Instructions for the task :: Carry on the news article about the debate over President Trump's mental state, picking up right after its final sentence.

-- begin Extract to read --

Trump’s Erratic Behavior and
Extreme Comments Revive Mental Health Debate
As the president threatens to wipe out Iran and attacks the
pope, even some former allies and advisers are questioning whether he has grown
increasingly unbalanced, describing him as “lunatic” and “clearly insane.”
By Peter Baker
Peter Baker, the chief White House correspondent, is
covering his sixth presidency and wrote a book about President Trump’s first
term with Susan B. Glasser.
- April 13, 2026Updated 3:21
p.m. ET
President Trump’s
erratic behavior and extreme comments in recent days and weeks have
turbocharged the crazy-like-a-fox-or-just-plain-crazy debate that has followed
him on the national political stage for a decade.

-- end Extract to read --
-- begin Stored data --

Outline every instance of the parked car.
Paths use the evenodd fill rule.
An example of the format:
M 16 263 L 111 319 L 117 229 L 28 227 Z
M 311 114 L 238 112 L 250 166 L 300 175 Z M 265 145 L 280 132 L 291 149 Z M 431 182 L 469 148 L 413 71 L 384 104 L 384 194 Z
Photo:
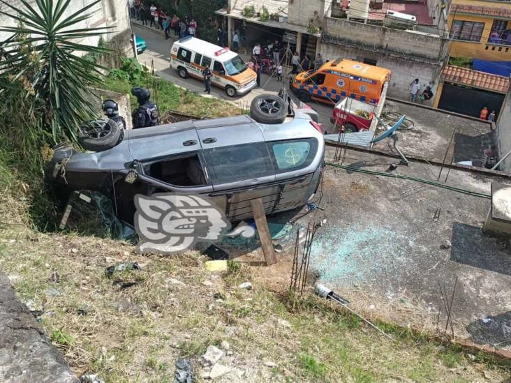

-- end Stored data --

Final result ::
A series of disjointed,
hard-to-follow and sometimes-profane statements capped by his “a whole civilization will die tonight” threat to
wipe Iran off the map last week and his head-spinning attack on the “WEAK on Crime, and terrible
for Foreign Policy” pope on Sunday night have left many with
the impression of a deranged autocrat mad with power.
The White House rejected
such assessments, saying that Mr. Trump is sharp and keeping his opponents on
edge. But the president’s eruptions have raised questions about America’s
leadership in a time of war. While the country has had presidents whose capacity
came under question before, most recently the octogenarian Joseph R. Biden Jr.
as he aged demonstrably before the public’s eyes, never in modern times has the
stability of a president been so publicly and forensically debated — and with
such profound consequences.
Democrats who have long challenged Mr.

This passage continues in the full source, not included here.